→ **Stored dataset items**:
-- Opening Marker --

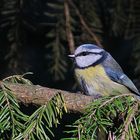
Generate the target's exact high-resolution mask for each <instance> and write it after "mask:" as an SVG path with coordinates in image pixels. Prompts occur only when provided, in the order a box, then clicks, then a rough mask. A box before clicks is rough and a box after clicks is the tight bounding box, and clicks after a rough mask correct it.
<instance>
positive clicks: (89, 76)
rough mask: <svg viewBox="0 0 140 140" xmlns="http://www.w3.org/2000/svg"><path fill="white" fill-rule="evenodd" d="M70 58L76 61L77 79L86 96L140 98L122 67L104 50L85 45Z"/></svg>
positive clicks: (90, 45)
mask: <svg viewBox="0 0 140 140" xmlns="http://www.w3.org/2000/svg"><path fill="white" fill-rule="evenodd" d="M69 57H70V58H72V59H73V61H74V65H75V75H76V79H77V80H78V82H79V84H80V85H81V88H82V90H83V92H84V93H85V94H86V95H89V96H95V97H100V96H101V97H102V96H109V95H118V94H124V93H132V94H135V95H136V96H140V93H139V91H138V89H137V88H136V86H135V85H134V83H133V82H132V81H131V80H130V78H129V77H128V76H127V75H126V74H125V73H124V72H123V70H122V68H121V66H120V65H119V64H118V63H117V62H116V60H115V59H114V58H113V57H112V56H111V54H110V53H109V52H107V51H106V50H104V49H103V48H100V47H98V46H97V45H94V44H83V45H80V46H79V47H77V48H76V50H75V51H74V53H73V54H71V55H69Z"/></svg>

-- Closing Marker --

Reproduce the rows with "positive clicks" swapped for "foreground clicks" everywhere it occurs, keeping everything else the same. Leave out the pictures.

→ **Worked solution**:
Generate the target's exact high-resolution mask for each <instance> and write it after "mask:" as an SVG path with coordinates in image pixels. Prompts occur only when provided, in the order a box, then clicks, then a rough mask. A box before clicks is rough and a box after clicks is the tight bounding box, and clicks after a rough mask correct it.
<instance>
foreground clicks: (89, 76)
rough mask: <svg viewBox="0 0 140 140" xmlns="http://www.w3.org/2000/svg"><path fill="white" fill-rule="evenodd" d="M70 58L76 61L77 79L86 96L140 98L122 67L104 50L85 45Z"/></svg>
foreground clicks: (90, 45)
mask: <svg viewBox="0 0 140 140" xmlns="http://www.w3.org/2000/svg"><path fill="white" fill-rule="evenodd" d="M69 57H70V58H72V59H73V61H74V65H75V75H76V79H77V80H78V82H79V84H80V85H81V88H82V90H83V92H84V93H85V94H86V95H89V96H95V97H100V96H101V97H102V96H109V95H118V94H124V93H132V94H135V95H136V96H140V93H139V91H138V89H137V88H136V86H135V85H134V83H133V82H132V81H131V80H130V78H129V77H128V76H127V75H126V74H125V73H124V72H123V70H122V68H121V66H120V65H119V64H118V63H117V62H116V60H115V59H114V58H113V57H112V56H111V54H110V53H109V52H107V51H106V50H104V49H103V48H100V47H98V46H97V45H94V44H83V45H80V46H79V47H77V48H76V50H75V51H74V53H73V54H71V55H69Z"/></svg>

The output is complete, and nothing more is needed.